──────── EXCERPTED DATA
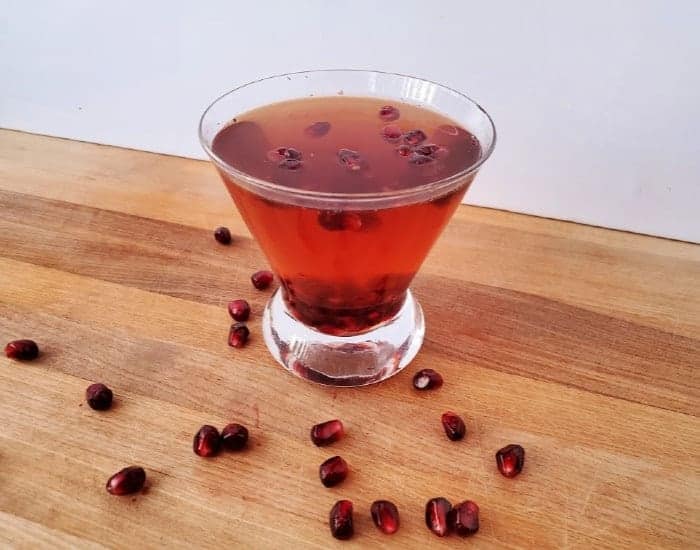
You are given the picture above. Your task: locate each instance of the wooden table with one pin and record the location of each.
(582, 344)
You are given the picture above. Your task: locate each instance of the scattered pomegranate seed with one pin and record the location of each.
(454, 426)
(427, 379)
(340, 520)
(222, 235)
(436, 515)
(318, 129)
(350, 159)
(262, 279)
(234, 437)
(99, 397)
(326, 433)
(385, 516)
(127, 481)
(464, 518)
(207, 441)
(22, 350)
(391, 133)
(510, 460)
(239, 310)
(333, 471)
(389, 113)
(414, 137)
(340, 220)
(238, 335)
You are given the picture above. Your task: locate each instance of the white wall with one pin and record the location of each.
(597, 103)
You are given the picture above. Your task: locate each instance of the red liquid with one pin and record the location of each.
(345, 267)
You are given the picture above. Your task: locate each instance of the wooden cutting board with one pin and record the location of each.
(582, 344)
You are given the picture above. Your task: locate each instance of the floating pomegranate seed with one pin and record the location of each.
(389, 113)
(327, 432)
(318, 129)
(22, 350)
(207, 441)
(99, 397)
(239, 310)
(403, 150)
(510, 460)
(391, 133)
(464, 518)
(127, 481)
(262, 279)
(385, 516)
(350, 159)
(414, 137)
(340, 520)
(427, 379)
(222, 235)
(333, 471)
(340, 220)
(454, 426)
(234, 437)
(436, 515)
(238, 335)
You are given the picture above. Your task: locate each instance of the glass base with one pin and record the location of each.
(356, 360)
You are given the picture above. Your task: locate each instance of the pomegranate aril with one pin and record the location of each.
(222, 235)
(340, 520)
(234, 437)
(22, 350)
(510, 460)
(389, 113)
(414, 137)
(454, 426)
(318, 129)
(350, 159)
(385, 516)
(99, 397)
(392, 133)
(437, 511)
(340, 220)
(207, 441)
(328, 432)
(238, 335)
(333, 471)
(262, 279)
(464, 518)
(127, 481)
(427, 379)
(239, 310)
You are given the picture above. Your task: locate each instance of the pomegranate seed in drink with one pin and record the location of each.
(340, 520)
(238, 335)
(436, 515)
(22, 350)
(333, 471)
(239, 310)
(464, 518)
(234, 437)
(389, 113)
(222, 235)
(427, 379)
(99, 397)
(385, 516)
(510, 460)
(127, 481)
(262, 279)
(454, 426)
(207, 441)
(326, 433)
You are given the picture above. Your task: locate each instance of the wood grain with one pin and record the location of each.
(580, 343)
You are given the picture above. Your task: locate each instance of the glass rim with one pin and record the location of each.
(259, 183)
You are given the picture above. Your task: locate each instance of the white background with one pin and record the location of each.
(597, 103)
────────────────
#### [AIM OF THE EXERCISE]
Reproduce every one of the entries above word for word, line by line, in their original order. Leave out the pictures.

#### [RESULT OF THE TASK]
You are given the picture above. Your task: locate each instance of the wooden table with one pin and record the location of each.
(582, 344)
You are given the picture above. Your task: locate each instance of the scattered pomegranate seed with one pin and record the location of each.
(454, 426)
(427, 379)
(340, 520)
(222, 235)
(436, 515)
(318, 129)
(350, 159)
(262, 279)
(234, 437)
(99, 397)
(326, 433)
(385, 516)
(127, 481)
(464, 518)
(207, 441)
(22, 350)
(391, 133)
(510, 460)
(239, 310)
(333, 471)
(389, 113)
(414, 137)
(340, 220)
(238, 335)
You are given the picture above. Your task: locate each instance of the white wall with one pin and record the location of each.
(597, 103)
You are given the picture above. Your task: locate each instance of the red liquid with one pin and record the location of each.
(345, 267)
You are given the picture above. Your task: locate each instance of the wooden cutting board with one pin and record the location of each.
(582, 344)
You are given the picture above. Your task: locate each instance of the floating pomegranate seed with one pin and record the location of each.
(389, 113)
(327, 432)
(318, 129)
(22, 350)
(207, 441)
(99, 397)
(239, 310)
(403, 150)
(510, 460)
(391, 133)
(464, 518)
(127, 481)
(262, 279)
(385, 516)
(350, 159)
(414, 137)
(340, 520)
(427, 379)
(222, 235)
(333, 471)
(340, 220)
(454, 426)
(234, 437)
(436, 515)
(238, 335)
You are given the picture above. Your task: locate each instance of the glass base with one pin and record the location of each.
(356, 360)
You are given the picture above. Your task: locate each instance of the pomegranate aril with one pin and record the location of each.
(222, 235)
(340, 520)
(234, 437)
(22, 350)
(510, 460)
(389, 113)
(414, 137)
(454, 426)
(318, 129)
(350, 159)
(385, 516)
(99, 397)
(392, 133)
(437, 511)
(340, 220)
(207, 441)
(328, 432)
(238, 335)
(333, 471)
(262, 279)
(464, 518)
(127, 481)
(427, 379)
(239, 310)
You are given the picture above. Your task: locate each instance of the pomegranate seed in drink with one pin and record the location of each.
(340, 520)
(238, 335)
(436, 515)
(22, 350)
(333, 471)
(239, 310)
(464, 518)
(234, 437)
(389, 113)
(222, 235)
(427, 379)
(99, 397)
(385, 516)
(510, 460)
(127, 481)
(262, 279)
(454, 426)
(207, 441)
(326, 433)
You are given the picture above. Your task: locate each instance of the wood grain with one pin and record the location of each.
(580, 343)
You are given the picture above. Your task: locate each instance of the glass rim with one pin and record the location of each.
(259, 183)
You are given the picture above. Your task: locate each instance of the white background with one pin and record the location of each.
(597, 103)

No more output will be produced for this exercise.